Every record must be written out once more, with nothing added or omitted.

┄┄┄┄┄┄┄┄┄┄┄┄┄┄┄┄┄┄┄┄

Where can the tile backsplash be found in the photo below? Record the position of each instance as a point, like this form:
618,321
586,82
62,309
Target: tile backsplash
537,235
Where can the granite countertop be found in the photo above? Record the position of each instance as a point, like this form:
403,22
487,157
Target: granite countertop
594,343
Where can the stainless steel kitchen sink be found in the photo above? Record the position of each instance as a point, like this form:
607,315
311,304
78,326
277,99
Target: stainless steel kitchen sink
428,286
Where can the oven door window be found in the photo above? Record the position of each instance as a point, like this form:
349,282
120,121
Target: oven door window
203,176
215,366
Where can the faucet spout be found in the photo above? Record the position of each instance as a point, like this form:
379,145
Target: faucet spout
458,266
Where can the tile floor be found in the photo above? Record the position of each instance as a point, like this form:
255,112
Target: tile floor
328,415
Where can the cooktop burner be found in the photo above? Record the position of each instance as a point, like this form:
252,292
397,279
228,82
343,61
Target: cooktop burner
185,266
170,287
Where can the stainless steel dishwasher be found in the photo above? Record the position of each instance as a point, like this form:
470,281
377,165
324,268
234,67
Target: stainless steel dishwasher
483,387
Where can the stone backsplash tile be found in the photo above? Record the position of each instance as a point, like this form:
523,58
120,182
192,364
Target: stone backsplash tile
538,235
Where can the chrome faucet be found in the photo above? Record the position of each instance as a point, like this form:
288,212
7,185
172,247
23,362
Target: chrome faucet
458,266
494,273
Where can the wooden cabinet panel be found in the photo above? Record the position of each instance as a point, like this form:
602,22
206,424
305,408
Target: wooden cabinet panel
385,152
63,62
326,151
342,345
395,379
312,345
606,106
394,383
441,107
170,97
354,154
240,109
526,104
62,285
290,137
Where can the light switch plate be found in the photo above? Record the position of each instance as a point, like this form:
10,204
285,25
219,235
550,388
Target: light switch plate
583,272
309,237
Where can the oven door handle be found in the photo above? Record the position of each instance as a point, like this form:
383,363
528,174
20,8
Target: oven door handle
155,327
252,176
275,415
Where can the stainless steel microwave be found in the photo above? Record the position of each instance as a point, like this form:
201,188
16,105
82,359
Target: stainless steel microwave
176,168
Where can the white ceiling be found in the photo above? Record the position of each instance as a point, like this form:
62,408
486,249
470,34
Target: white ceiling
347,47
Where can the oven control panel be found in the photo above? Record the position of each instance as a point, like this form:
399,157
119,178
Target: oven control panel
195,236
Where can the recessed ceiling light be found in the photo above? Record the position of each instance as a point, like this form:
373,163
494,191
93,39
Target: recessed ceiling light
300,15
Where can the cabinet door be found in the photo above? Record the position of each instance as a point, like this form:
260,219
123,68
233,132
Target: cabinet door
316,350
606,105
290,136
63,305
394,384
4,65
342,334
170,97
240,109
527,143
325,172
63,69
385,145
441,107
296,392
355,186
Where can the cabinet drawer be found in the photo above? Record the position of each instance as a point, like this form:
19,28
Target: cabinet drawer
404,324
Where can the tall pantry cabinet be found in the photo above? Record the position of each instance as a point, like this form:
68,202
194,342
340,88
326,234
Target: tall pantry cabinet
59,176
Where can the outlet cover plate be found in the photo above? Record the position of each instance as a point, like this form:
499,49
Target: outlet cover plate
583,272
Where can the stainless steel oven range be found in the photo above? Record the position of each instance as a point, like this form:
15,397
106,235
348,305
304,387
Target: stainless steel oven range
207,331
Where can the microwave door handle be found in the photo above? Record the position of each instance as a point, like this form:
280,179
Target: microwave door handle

┄┄┄┄┄┄┄┄┄┄┄┄┄┄┄┄┄┄┄┄

**Full solution:**
Where can the tile backsplash be found in the photo below? Record the position of each instance as a point, like this form:
618,321
586,82
62,309
Target: tile backsplash
537,235
Where can the granite countertop be found in the photo above? Record the position of each instance as a point, like this form:
403,22
487,157
Target: granite countertop
594,343
Where can the stainless steel kitchen sink be found in the photo above? Record the position of each instance as a point, like this form:
607,315
311,304
78,326
277,99
Target: stainless steel kitchen sink
428,286
Where can the oven door window be found in the photo above? Record the position of each instance as a point, like this form:
349,282
120,121
Target: oven door window
203,176
215,366
Where can the faucet spout be found in the photo above? Record the position of each instance as a point, like this form:
379,145
Target: faucet spout
458,266
Where can the tile floor be found in the photo above? Record the position of each instance as a point, like this form:
255,112
Target: tile floor
328,415
Where can the cooktop burner be found in the photo above? Record the position of each instance as a point, like this form:
252,292
397,279
228,82
343,61
Target: cooktop burner
185,266
170,287
Where can the stainless steel dishwasher be found in the photo above? Record the position of each instance as a point, like this form:
470,281
377,165
324,268
234,67
Target: stainless steel dishwasher
483,387
Where can the stone backsplash tile be found in the photo above? Record the position of each instance as a point, like this form:
523,58
120,182
192,364
Target: stone backsplash tile
538,235
Where can the chrome faucet be found in the photo above? Record the position of each instance as a point, like this form:
288,212
7,185
172,247
23,362
Target: chrome faucet
458,266
494,273
Where can the wooden cabinet panel be found in the photo above? Record the position of each instance as a point, like this form:
602,22
206,424
305,408
Target: wooden cabinet panel
385,152
63,62
326,151
342,345
395,379
312,345
606,106
394,383
441,107
170,97
354,154
240,109
526,104
62,285
290,137
Where can the light switch plate be found in the photo above? Record the position of each instance as a point, like this form:
10,204
285,25
219,235
550,388
Target: light switch plate
583,272
309,237
Where can the oven door handle be found in the photo above? Record the position of each instance as a point, like this form:
383,363
528,174
20,8
Target: oven door handle
155,327
252,176
275,415
Where can the stainless steel microwave be found in the photo above? Record the position of each instance as a point, like this form:
201,188
16,105
82,359
Target: stainless steel microwave
176,168
Where can the white ceiling be found in the photo above? Record the position of each instance as a point, like this form:
62,408
486,249
470,34
Target: white ceiling
347,47
Where can the oven control panel be found in the photo above? Record the position of each instance as a point, like this form:
399,157
119,178
Target: oven control panel
195,236
Where can the recessed ceiling light be found in the photo above? Record the position of each instance as a point, like this form:
373,163
494,191
93,39
Target: recessed ceiling light
300,15
Where can the cabinet door be found in the photo above? Record the position of each instance as a point, like this form:
260,219
123,68
233,132
Target: cabinet door
316,350
606,105
290,136
63,305
394,384
4,65
342,334
170,97
240,109
527,143
325,172
63,69
385,145
441,107
296,392
355,186
Where can the cabinet drawer be found in the photo above? Record the position of each instance as a point, like this form:
19,28
Target: cabinet drawer
404,324
Where can the tall pantry cabinet be found in the photo above? Record the position of each instance as a point, like this form:
68,202
194,342
340,88
326,234
Target: tall pantry cabinet
59,176
Where can the outlet cover plate be found in the photo above? Record the position of each instance as a point, like this form:
499,49
Target: outlet cover plate
583,272
Where can the stainless steel oven range be found in the photo above? Record the position of each instance as a point, like this form:
15,397
106,235
348,305
304,387
Target: stainless steel oven range
207,331
Where can the microwave door handle be found in the photo above? Record the position of each instance as a point, like this form:
280,179
Target: microwave door handle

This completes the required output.